### TASK DIRECTIONS
Reproduce the material below word for word, leaving out the picture.

### DATASET EXCERPTS
####

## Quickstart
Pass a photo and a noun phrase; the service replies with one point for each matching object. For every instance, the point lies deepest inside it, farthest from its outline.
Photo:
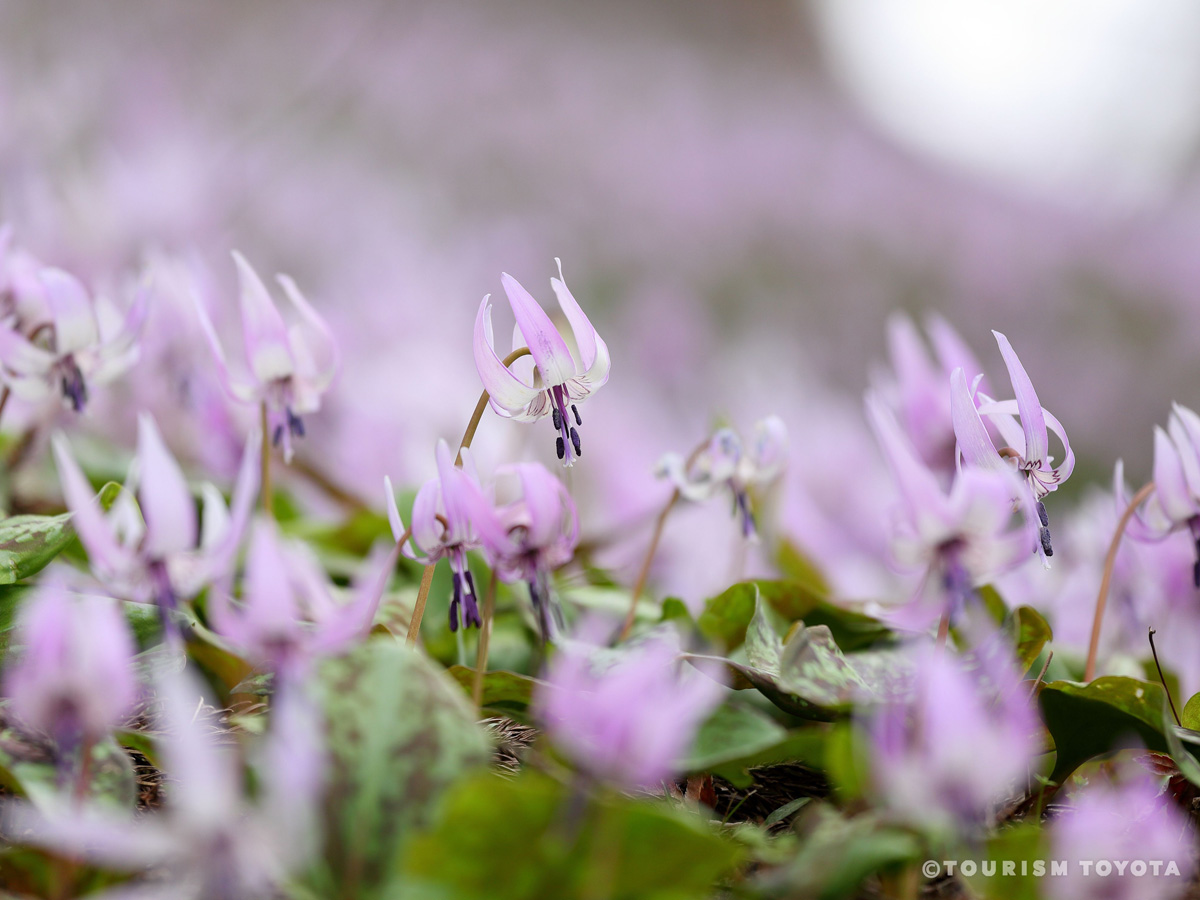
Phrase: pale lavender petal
(1170, 485)
(103, 551)
(264, 331)
(546, 345)
(1032, 420)
(585, 334)
(167, 505)
(509, 395)
(75, 321)
(975, 443)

####

### ANSWER TO THE PROBLEM
## Quickstart
Pass a photo and a noun phrase; the service replies with one point for each matching object. For every instance, the point lies deepest inside it, farthest from its outline.
Photo:
Phrase: pale lavender petal
(1170, 485)
(103, 551)
(264, 331)
(546, 345)
(1032, 420)
(585, 334)
(167, 505)
(509, 395)
(75, 321)
(975, 443)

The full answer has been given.